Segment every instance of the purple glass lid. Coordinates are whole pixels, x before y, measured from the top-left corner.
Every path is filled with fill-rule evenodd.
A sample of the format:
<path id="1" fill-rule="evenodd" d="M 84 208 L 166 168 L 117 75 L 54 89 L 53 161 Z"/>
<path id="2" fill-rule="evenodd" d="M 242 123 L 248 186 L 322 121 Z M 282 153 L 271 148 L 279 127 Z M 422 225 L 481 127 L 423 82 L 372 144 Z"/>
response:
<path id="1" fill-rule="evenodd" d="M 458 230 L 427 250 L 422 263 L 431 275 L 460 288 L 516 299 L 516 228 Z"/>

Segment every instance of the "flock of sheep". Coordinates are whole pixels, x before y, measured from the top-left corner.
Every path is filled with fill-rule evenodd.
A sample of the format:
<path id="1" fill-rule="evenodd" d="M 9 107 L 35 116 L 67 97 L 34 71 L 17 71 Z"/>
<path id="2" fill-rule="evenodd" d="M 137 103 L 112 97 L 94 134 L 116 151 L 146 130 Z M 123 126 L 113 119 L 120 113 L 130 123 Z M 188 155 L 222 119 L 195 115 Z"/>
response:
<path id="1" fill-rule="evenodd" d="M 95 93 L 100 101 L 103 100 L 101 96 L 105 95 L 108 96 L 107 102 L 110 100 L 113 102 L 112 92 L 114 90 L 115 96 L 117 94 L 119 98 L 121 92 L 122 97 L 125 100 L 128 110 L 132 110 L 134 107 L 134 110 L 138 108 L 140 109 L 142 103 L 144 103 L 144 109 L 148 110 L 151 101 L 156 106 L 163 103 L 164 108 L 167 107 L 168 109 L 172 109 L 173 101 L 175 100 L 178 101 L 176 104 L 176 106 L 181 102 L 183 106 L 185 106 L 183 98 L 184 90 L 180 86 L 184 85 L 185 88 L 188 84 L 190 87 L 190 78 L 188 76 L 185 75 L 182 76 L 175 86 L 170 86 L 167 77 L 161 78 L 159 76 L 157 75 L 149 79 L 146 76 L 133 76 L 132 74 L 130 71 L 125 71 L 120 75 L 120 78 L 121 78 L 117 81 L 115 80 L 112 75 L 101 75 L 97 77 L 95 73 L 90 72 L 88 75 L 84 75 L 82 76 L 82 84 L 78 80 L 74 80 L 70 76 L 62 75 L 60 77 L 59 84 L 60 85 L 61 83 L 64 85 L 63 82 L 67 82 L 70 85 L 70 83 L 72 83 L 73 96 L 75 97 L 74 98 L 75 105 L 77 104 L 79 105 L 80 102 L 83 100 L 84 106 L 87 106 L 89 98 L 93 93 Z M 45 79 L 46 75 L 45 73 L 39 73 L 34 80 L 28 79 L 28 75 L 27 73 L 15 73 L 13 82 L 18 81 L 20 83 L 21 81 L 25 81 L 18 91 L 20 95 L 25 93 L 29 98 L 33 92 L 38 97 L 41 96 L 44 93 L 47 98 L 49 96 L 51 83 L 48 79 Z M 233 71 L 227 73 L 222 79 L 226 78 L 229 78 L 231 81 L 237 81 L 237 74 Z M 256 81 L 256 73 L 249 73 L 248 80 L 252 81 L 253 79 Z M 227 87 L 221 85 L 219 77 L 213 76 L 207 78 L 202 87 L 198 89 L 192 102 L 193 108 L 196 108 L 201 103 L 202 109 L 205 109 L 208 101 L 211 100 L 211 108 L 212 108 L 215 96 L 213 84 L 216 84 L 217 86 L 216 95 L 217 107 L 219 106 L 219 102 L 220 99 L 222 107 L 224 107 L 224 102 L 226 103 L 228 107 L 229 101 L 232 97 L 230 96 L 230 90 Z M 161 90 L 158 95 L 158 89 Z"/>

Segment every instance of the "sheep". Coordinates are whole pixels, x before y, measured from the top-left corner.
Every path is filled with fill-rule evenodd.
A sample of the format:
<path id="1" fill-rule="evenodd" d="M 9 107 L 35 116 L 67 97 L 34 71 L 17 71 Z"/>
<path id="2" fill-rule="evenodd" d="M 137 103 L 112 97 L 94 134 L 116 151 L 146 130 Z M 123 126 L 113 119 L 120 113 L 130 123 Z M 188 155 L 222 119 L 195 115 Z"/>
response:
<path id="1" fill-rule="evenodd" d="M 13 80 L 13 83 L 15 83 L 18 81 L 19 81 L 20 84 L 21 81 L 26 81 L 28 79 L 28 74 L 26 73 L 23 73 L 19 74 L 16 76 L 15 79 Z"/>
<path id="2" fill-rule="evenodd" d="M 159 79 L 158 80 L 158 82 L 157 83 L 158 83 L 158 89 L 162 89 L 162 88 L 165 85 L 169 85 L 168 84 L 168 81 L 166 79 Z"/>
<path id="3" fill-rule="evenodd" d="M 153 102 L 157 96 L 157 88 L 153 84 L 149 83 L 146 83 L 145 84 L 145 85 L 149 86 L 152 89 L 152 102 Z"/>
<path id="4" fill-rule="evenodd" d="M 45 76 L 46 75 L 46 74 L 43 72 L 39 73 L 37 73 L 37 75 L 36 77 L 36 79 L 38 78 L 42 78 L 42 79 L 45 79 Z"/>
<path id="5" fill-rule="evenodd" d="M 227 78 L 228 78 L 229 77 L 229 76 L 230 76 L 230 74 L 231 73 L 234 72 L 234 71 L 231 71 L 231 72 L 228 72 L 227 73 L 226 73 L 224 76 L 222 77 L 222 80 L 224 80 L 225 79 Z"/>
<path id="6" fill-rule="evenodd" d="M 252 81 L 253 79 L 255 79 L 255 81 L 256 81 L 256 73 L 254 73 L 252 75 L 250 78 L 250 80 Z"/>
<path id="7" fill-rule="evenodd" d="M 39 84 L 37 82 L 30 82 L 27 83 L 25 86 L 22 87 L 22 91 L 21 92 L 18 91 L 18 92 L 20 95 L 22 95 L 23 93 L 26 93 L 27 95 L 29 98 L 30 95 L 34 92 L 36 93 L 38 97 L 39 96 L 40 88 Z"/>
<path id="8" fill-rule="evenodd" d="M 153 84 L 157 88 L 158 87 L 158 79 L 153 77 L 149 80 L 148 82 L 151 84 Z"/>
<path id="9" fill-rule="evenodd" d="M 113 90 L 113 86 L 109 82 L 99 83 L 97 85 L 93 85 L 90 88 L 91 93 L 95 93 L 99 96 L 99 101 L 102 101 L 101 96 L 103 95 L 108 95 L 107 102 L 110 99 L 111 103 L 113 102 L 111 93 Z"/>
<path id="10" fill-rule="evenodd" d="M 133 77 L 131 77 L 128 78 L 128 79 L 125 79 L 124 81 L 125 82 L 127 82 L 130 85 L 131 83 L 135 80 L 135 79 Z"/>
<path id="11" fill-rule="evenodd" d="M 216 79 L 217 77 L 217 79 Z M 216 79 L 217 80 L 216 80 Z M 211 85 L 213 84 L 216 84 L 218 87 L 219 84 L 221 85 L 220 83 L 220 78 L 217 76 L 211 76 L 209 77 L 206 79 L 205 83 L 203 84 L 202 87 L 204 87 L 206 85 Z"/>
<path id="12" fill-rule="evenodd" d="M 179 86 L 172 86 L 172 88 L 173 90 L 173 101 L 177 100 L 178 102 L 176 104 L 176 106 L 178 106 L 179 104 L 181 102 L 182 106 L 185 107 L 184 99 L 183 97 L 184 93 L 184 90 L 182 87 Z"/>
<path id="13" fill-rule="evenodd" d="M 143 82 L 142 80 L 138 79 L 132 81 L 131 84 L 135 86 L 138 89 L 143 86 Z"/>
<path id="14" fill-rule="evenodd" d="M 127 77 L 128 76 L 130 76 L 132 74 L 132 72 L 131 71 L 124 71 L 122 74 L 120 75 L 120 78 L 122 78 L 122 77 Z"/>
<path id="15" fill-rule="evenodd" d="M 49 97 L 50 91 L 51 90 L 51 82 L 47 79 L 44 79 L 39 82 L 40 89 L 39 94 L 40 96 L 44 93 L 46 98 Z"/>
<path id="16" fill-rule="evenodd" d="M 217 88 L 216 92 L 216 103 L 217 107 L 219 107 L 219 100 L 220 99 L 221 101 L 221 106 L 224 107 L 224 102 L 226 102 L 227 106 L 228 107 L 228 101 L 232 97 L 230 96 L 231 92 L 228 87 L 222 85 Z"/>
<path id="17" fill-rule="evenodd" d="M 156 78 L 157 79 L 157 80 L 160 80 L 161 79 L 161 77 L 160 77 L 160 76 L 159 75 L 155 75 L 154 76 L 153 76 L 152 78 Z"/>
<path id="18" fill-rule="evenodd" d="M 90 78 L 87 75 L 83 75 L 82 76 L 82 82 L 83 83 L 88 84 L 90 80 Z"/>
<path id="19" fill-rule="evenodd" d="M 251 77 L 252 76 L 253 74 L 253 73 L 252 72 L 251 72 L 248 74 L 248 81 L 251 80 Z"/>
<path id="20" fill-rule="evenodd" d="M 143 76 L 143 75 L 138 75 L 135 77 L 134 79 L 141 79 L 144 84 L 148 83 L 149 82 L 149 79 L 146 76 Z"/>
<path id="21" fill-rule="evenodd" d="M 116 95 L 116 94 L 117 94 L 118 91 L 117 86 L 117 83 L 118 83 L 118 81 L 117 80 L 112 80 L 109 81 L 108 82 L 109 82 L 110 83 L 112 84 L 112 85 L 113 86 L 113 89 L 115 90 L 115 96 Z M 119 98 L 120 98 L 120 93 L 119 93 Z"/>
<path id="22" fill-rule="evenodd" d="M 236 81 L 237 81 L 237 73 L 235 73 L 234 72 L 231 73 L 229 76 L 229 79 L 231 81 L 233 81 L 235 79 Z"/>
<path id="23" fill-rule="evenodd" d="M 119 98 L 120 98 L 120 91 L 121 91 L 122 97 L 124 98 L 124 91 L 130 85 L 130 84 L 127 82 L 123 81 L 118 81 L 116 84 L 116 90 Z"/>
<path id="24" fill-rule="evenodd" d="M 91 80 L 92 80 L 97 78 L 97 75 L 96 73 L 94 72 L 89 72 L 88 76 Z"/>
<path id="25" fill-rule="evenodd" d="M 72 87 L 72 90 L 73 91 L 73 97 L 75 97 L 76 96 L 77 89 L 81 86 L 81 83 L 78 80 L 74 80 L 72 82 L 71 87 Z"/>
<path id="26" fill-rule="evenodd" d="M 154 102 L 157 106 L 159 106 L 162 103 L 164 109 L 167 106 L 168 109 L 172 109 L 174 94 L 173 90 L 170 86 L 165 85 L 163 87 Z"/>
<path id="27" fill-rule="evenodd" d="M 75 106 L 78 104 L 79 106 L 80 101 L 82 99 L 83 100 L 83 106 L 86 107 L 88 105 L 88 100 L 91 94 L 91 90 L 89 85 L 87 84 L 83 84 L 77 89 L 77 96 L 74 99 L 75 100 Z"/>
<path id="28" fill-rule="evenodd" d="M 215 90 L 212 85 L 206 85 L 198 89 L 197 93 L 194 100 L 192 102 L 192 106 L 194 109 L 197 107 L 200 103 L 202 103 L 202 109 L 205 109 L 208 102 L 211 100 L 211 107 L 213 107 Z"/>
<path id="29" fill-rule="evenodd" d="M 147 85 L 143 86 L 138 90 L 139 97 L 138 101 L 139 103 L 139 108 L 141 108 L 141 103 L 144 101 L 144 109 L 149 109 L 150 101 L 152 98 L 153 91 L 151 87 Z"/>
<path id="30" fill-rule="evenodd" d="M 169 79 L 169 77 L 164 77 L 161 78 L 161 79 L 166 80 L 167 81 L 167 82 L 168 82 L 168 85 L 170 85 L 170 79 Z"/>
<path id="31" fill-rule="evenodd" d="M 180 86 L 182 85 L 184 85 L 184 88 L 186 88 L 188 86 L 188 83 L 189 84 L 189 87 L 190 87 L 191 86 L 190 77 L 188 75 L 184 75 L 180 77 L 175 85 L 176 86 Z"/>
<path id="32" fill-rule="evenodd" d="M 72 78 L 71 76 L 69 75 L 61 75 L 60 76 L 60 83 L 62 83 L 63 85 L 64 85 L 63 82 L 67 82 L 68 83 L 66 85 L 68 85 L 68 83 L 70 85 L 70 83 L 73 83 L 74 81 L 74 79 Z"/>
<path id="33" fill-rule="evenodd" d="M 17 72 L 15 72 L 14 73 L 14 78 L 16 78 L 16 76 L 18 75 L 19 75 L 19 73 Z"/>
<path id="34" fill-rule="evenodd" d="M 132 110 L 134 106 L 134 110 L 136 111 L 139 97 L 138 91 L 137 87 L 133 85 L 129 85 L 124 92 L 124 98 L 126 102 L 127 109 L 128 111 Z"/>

GOAL
Quote the material word for word, from its first line up to and including the line that contains "84 208 L 166".

RESPONSE TO THIS TASK
Segment every instance of the purple glass lid. Coordinates are whole pixels, x before y, measured from the top-left corner.
Every path is filled with fill-rule evenodd.
A sample of the format:
<path id="1" fill-rule="evenodd" d="M 84 208 L 166 168 L 117 75 L 54 89 L 53 161 Z"/>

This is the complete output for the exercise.